[start MATERIAL]
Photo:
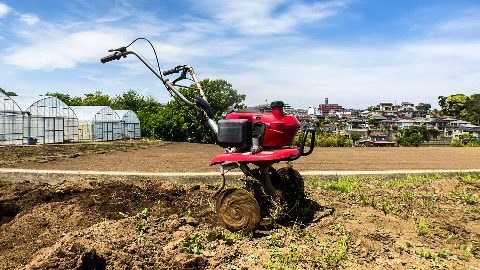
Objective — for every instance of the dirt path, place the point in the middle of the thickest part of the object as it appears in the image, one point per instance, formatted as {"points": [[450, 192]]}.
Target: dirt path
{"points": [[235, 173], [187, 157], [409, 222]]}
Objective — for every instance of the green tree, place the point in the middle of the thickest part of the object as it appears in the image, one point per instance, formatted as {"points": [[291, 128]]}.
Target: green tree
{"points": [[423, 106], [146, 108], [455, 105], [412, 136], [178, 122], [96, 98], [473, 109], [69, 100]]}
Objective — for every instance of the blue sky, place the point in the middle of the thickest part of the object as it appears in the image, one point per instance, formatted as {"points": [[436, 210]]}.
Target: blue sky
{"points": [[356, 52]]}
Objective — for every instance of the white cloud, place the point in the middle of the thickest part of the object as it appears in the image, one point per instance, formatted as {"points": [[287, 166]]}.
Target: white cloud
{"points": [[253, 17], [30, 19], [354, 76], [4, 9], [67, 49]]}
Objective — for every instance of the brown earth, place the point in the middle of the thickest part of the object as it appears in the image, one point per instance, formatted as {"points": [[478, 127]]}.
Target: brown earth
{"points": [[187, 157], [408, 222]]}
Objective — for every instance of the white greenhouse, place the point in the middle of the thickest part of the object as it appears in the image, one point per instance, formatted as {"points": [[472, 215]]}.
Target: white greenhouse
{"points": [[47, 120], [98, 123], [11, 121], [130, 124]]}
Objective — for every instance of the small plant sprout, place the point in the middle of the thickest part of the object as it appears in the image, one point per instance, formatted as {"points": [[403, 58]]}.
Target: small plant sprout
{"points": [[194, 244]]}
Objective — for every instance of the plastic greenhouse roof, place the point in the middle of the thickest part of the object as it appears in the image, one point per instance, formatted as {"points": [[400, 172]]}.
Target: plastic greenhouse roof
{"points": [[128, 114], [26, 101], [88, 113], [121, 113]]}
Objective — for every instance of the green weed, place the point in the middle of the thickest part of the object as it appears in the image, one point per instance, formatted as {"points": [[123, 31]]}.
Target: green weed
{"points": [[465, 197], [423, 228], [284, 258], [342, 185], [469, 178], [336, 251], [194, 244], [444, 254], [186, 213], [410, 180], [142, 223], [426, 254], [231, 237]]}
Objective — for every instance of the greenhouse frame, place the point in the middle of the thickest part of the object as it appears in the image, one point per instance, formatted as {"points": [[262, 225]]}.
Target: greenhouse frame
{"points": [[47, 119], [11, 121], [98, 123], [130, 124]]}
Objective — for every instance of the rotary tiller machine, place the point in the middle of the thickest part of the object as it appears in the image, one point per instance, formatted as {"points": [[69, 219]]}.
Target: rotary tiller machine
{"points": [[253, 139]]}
[end MATERIAL]
[start MATERIAL]
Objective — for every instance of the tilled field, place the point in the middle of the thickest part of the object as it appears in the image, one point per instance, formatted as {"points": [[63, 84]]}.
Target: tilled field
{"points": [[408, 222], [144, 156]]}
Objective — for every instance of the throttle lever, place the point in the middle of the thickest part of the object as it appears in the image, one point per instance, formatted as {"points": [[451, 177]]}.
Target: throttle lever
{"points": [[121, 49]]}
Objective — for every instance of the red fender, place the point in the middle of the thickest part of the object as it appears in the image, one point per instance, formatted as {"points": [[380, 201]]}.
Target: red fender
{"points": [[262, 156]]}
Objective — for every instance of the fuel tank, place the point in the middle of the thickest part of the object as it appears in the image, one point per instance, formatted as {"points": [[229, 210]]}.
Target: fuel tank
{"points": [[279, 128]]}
[end MATERIAL]
### REQUIREMENT
Tally how many lines in the rows above contain the string "tank", and reply with that number alone.

### TASK OUTPUT
2